▶ [Your task]: Reproduce, word for word, the following abstract on Canadian pediatric emergency physicians' management of febrile neonates.

▶ [Document excerpt]:

Current Practice Patterns Regarding Diagnostic Investigations and Empiric Use of Acyclovir by Canadian Pediatric Emergency Physicians in Febrile Neonates

    loading  Checking for direct PDF access through Ovid



The aim of this study was to assess current attitudes and approaches to the febrile neonate in terms of diagnostic investigations and empiric treatment of suspected herpes simplex virus (HSV) infection.


Between March 2010 and November 2010, a survey describing a hypothetical case of a febrile neonate presenting to the ED without clear signs of an HSV infection was sent to tertiary care pediatric emergency physicians across Canada. Participants were asked multiple choice and open-ended questions to obtain information about their choice of investigations, empiric treatment, and impression of the likelihood of HSV in the case. Survey data were analyzed using univariate statistics.


Blood culture (98.6%), complete blood count (99.3%), lumbar puncture (81.2%), and nasopharyngeal swabs for respiratory viruses (61.6%) were most commonly performed by the 139 respondents, whereas 33% reported they would send cerebrospinal fluid for HSV polymerase chain reaction. Most (76%) would administer empiric antibiotics, whereas 5.8% included acyclovir to their treatment regimen. Greater than 50% included positive maternal history as an important factor in determining a febrile neonate’s risk of HSV infection. Thirty-four percent reported that the wellness of the child, the presence of skin changes (37%), and the presence of any worrisome neurologic sign or symptom (37%) would influence their decision for investigations and empiric administration of acyclovir.


Canadian pediatric emergency physicians are aware of risk factors for neonatal HSV infection and tailor their history and diagnostic investigations toward the diagnosis of HSV infection, but very few empirically administer acyclovir. Examination of future Canadian HSV guidelines for this patient population is warranted.

▶ [Data]:
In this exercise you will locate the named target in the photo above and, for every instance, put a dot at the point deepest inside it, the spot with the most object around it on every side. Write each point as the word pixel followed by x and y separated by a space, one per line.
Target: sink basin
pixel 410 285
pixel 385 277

▶ [Solution to this task]:
Current Practice Patterns Regarding Diagnostic Investigations and Empiric Use of Acyclovir by Canadian Pediatric Emergency Physicians in Febrile Neonates

    loading  Checking for direct PDF access through Ovid



The aim of this study was to assess current attitudes and approaches to the febrile neonate in terms of diagnostic investigations and empiric treatment of suspected herpes simplex virus (HSV) infection.


Between March 2010 and November 2010, a survey describing a hypothetical case of a febrile neonate presenting to the ED without clear signs of an HSV infection was sent to tertiary care pediatric emergency physicians across Canada. Participants were asked multiple choice and open-ended questions to obtain information about their choice of investigations, empiric treatment, and impression of the likelihood of HSV in the case. Survey data were analyzed using univariate statistics.


Blood culture (98.6%), complete blood count (99.3%), lumbar puncture (81.2%), and nasopharyngeal swabs for respiratory viruses (61.6%) were most commonly performed by the 139 respondents, whereas 33% reported they would send cerebrospinal fluid for HSV polymerase chain reaction. Most (76%) would administer empiric antibiotics, whereas 5.8% included acyclovir to their treatment regimen. Greater than 50% included positive maternal history as an important factor in determining a febrile neonate’s risk of HSV infection. Thirty-four percent reported that the wellness of the child, the presence of skin changes (37%), and the presence of any worrisome neurologic sign or symptom (37%) would influence their decision for investigations and empiric administration of acyclovir.


Canadian pediatric emergency physicians are aware of risk factors for neonatal HSV infection and tailor their history and diagnostic investigations toward the diagnosis of HSV infection, but very few empirically administer acyclovir. Examination of future Canadian HSV guidelines for this patient population is warranted.